[EXERCISE REQUIREMENTS]: Please translate this sentence from the ACOT function text into Spanish: "The tangent ratio is the opposite side divided by adjacent side of a right triangle."

[PASSAGE SHOWN]:
· · · · ·
How to use the ACOT function
What is the ACOT function?
The ACOT function calculates the arc-cotangent of a given number which is an angle given in radians from 0 (zero) to pi.
Table of Contents
1. Introduction
What is the trigonometric tangent?
The tangent ratio is the opposite side divided by adjacent side of a right triangle.
tangent= opposite / adjacent side
What is the cotangent?
The trigonometric cotangent is a function that relates an angle of a right triangle to the ratio of adjacent side and the opposite side. It is also the inverse of the tangent, cot(θ) = 1/tan(θ).
What is the arc-cotangent?
The arc-cotangent is the inverse cotangent also written cot-1. The inverse cotangent is used to find the angle θ when given the cotangent ratio.
The relationship between the cot function and the arc-cot function is as follows:
In a right-angled triangle, where:
A is the angle (in radians)
b is the length of the adjacent side
a is the length of the opposite side
The cotangent of the angle A can be expressed as:
cot(A) = b/a
By taking the arc-cotangent (ACOT) of the ratio of b (adjacent) and a (opposite), we can find the angle A:
A = arc-cot (b/a)
· · · · ·
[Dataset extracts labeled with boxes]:
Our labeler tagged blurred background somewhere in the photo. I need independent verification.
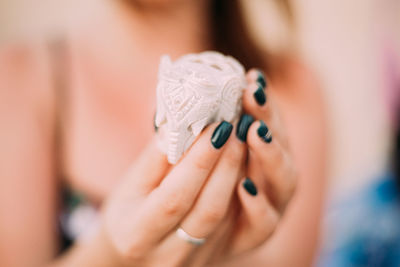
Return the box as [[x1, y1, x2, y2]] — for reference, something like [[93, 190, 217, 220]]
[[0, 0, 400, 266]]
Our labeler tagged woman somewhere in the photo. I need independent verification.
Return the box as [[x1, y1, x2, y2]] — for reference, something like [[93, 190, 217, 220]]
[[0, 0, 324, 266]]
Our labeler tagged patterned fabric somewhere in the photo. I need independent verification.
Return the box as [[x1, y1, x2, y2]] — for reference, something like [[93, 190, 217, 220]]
[[316, 174, 400, 267]]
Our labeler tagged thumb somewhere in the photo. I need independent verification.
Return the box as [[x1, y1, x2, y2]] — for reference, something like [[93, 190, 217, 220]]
[[125, 136, 170, 193]]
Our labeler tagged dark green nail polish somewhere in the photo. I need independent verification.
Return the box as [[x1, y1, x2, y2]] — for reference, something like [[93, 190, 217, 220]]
[[257, 121, 272, 143], [211, 121, 233, 149], [243, 178, 257, 196], [236, 114, 254, 142], [257, 70, 267, 89], [254, 86, 267, 106]]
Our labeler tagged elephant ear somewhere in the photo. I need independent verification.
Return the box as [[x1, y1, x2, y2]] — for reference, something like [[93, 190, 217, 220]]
[[155, 55, 172, 127]]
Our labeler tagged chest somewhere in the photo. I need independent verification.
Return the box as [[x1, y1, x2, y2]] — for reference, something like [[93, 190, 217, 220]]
[[62, 60, 157, 201]]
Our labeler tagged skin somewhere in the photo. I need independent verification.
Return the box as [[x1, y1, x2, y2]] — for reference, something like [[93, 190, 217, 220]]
[[0, 1, 325, 267]]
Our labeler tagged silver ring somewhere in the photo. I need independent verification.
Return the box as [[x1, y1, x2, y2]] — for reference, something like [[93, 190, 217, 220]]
[[176, 227, 206, 246]]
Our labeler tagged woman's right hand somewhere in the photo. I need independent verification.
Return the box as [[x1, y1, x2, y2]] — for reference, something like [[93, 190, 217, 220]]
[[90, 122, 276, 266]]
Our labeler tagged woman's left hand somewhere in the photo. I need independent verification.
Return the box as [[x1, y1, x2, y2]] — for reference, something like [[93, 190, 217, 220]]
[[184, 69, 297, 266], [227, 69, 297, 254]]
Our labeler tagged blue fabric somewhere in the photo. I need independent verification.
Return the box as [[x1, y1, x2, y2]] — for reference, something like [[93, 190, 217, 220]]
[[317, 174, 400, 267]]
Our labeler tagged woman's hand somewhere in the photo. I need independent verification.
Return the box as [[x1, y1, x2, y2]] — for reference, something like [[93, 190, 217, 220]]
[[91, 118, 268, 266], [87, 69, 294, 266], [242, 69, 297, 215]]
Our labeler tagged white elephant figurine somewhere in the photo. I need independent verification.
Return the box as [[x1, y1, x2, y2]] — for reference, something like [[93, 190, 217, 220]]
[[155, 51, 246, 164]]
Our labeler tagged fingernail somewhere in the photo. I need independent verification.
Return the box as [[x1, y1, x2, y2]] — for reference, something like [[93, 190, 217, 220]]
[[257, 121, 272, 143], [243, 178, 257, 196], [254, 85, 267, 106], [236, 114, 254, 142], [257, 70, 267, 89], [153, 112, 158, 132], [211, 121, 233, 149]]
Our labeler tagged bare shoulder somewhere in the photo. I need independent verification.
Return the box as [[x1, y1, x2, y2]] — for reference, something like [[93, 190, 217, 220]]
[[0, 41, 54, 118]]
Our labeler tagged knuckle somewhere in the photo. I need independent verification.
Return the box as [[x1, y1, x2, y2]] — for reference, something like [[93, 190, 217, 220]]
[[160, 193, 187, 217], [193, 150, 214, 171], [118, 239, 146, 262], [223, 144, 244, 169]]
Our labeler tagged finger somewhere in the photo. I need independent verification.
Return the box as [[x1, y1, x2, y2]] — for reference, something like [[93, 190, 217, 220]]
[[128, 122, 233, 254], [162, 132, 247, 253], [126, 136, 170, 194], [230, 178, 279, 254], [247, 121, 296, 212], [242, 69, 288, 147]]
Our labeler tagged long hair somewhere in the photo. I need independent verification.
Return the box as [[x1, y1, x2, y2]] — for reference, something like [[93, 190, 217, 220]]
[[211, 0, 294, 72]]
· · · · ·
[ANSWER IN FULL]: La razón tangente es el cateto opuesto dividido entre el cateto adyacente de un triángulo rectángulo.